Every entry that follows should be reproduced exactly.

******************************

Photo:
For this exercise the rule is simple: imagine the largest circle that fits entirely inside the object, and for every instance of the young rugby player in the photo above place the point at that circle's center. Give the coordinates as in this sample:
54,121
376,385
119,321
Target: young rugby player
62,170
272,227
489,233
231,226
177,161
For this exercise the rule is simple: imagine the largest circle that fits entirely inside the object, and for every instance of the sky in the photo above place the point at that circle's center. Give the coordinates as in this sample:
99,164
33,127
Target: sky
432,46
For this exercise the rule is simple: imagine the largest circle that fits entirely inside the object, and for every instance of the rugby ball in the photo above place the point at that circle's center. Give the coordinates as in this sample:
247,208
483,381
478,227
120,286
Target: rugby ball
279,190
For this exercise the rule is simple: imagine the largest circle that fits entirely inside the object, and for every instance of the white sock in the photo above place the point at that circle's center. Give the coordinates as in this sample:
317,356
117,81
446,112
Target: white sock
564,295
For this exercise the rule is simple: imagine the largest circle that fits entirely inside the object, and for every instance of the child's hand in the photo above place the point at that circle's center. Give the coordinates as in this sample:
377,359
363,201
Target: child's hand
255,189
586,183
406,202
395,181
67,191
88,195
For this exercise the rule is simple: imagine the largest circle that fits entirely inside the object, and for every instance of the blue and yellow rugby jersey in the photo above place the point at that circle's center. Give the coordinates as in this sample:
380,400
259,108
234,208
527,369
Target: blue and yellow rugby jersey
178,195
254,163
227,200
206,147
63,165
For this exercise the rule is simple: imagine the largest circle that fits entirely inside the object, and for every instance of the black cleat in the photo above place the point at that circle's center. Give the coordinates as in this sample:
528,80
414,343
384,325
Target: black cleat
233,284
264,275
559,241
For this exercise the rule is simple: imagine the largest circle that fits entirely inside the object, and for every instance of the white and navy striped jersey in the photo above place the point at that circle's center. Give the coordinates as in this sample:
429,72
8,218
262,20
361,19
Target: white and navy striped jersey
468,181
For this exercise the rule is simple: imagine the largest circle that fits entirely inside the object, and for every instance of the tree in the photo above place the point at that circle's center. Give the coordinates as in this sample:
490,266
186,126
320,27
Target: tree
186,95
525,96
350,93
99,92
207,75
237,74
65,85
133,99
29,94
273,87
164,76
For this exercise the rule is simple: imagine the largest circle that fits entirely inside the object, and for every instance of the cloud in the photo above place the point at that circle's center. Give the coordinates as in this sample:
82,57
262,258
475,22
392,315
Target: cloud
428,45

******************************

Output below:
Photo:
For this exercise the rule is simple: imagine the largest circle that fits entirely inside the object, and for every instance of the young rugby player in the photo above place the point at that circle's center. Give the coordinates as in this sample:
54,121
376,385
119,321
Target: young rugby player
62,170
272,227
489,233
231,226
177,161
For this exercise the rule is simple: imagine the largest circle that fits entirely inside the object, and for every instance of the sky in the photo above place the point at that circle's center. Give the coordinates as in this sample:
99,164
33,127
Target: sky
432,46
For this exercise the rule is simple: imagine the largest circle that fits entirely inside the object, and for every instance of the rugby ball in the photo above place the point at that circle's center. Give the coordinates as in this sample:
247,208
483,381
478,227
120,286
Target: rugby ball
279,190
For this exercise the rule is simple: imagine the largest circle that fits entirely inside the object, and for every instance of the white sock in the photo above place the point at that circle's center. Give the coordinates as in this sample:
317,356
117,81
446,112
Target: white sock
564,295
For this exercise the rule is simple: imagine the largest circle that fits entirely inside the object, and for every instance of the child's hand in the photo above place the point at that circle's center. Give the coordinates as in this sample:
377,359
363,201
Target: child's hand
255,189
586,183
406,202
395,181
67,191
88,195
For this exercise the rule is simple: imagine the largest circle that fits entirely inside the object, and for every instance of the blue and yellow rugby jersey in the photo above place the point at that circle's center. Give the coordinates as in this sample:
380,400
259,108
234,208
527,369
Target: blue and yellow rugby jersey
178,195
254,163
227,200
206,147
63,165
For this exercise the rule is simple: imagine the largest circle that fits entirely inside the object, and for every instance of the black cleat in the photo above place the point at that circle's center. Give the coordinates as in this sample:
528,80
414,343
384,325
Target: black cleat
233,284
264,275
559,241
For this exercise the rule is simple: imagine the largest circle that fits entirely inside the object, and for every instance of the white and navy striped jersey in the photo above place the point at that circle's center. Give the coordinates as in this sample:
429,72
8,218
262,20
361,19
Target: white and navy striped jersey
468,181
For this exercise the rule is simple: imagine the largest circle that fits entirely inside the object, and for every instance of the tree in the photo above place the point at that circle's center. Give the coordinates as in this sample:
490,266
186,126
320,27
Target: tree
186,95
525,96
350,93
99,92
207,75
237,74
65,85
133,99
29,94
273,87
164,76
For this exercise the rule is simple: imagine the largest circle that fits entirely inside the object, and for every instance of the cloud in the photo above place the point at that circle's center. Give the coordinates as in this sample:
82,57
262,258
475,22
392,315
Target: cloud
428,45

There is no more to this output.